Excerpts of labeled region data
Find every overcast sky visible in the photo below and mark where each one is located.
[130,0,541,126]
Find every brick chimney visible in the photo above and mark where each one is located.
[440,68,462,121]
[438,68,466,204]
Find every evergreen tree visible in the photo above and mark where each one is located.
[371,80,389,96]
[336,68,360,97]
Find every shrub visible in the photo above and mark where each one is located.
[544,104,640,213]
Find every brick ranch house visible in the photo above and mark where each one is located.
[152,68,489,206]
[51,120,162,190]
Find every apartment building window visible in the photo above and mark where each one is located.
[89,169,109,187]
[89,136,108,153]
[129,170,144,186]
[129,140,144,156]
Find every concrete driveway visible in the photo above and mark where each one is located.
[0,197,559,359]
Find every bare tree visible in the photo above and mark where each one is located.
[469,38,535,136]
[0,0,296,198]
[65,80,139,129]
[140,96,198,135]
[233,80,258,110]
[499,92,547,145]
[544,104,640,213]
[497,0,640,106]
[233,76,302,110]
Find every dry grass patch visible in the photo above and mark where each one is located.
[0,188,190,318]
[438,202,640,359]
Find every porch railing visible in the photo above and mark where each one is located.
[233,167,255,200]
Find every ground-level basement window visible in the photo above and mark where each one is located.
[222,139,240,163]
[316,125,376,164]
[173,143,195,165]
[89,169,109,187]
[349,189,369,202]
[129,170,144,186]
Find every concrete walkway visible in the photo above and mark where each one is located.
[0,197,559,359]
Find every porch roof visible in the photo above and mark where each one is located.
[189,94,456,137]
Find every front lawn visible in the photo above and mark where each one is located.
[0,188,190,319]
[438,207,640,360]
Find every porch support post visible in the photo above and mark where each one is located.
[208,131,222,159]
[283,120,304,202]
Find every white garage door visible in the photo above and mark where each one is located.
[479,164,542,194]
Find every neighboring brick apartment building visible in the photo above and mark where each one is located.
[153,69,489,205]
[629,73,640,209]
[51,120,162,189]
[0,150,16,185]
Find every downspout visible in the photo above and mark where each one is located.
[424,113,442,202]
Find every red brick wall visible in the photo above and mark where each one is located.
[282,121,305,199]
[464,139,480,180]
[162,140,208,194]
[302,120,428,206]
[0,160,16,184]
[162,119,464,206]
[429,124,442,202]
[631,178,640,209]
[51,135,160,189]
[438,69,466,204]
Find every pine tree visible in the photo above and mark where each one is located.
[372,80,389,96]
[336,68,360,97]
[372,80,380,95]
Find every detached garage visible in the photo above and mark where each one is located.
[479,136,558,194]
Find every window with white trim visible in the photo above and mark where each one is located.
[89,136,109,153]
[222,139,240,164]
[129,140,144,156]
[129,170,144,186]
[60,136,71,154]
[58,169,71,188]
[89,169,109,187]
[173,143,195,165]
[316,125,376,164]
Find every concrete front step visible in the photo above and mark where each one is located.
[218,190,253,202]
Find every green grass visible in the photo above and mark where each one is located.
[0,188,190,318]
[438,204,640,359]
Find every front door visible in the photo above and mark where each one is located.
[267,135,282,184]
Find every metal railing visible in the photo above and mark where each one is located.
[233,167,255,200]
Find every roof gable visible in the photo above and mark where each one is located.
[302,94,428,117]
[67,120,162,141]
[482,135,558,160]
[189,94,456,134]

== TASK REQUIREMENTS ==
Rewrite every line of the material from the line with "Find every downspout" to the line with "[438,69,466,204]", both included. Add 75 to each bounding-box coordinate and leave all other text unchanged.

== COMPLETED EXERCISE ==
Find every downspout visible in the photo above and mark where each one is located.
[499,188,517,277]
Find every red brick wall visible in the photo above and mark where each one is located.
[357,196,380,274]
[539,214,555,255]
[237,215,283,269]
[377,195,503,281]
[75,235,91,259]
[237,194,539,281]
[504,199,517,277]
[706,253,715,284]
[126,210,235,264]
[513,144,541,279]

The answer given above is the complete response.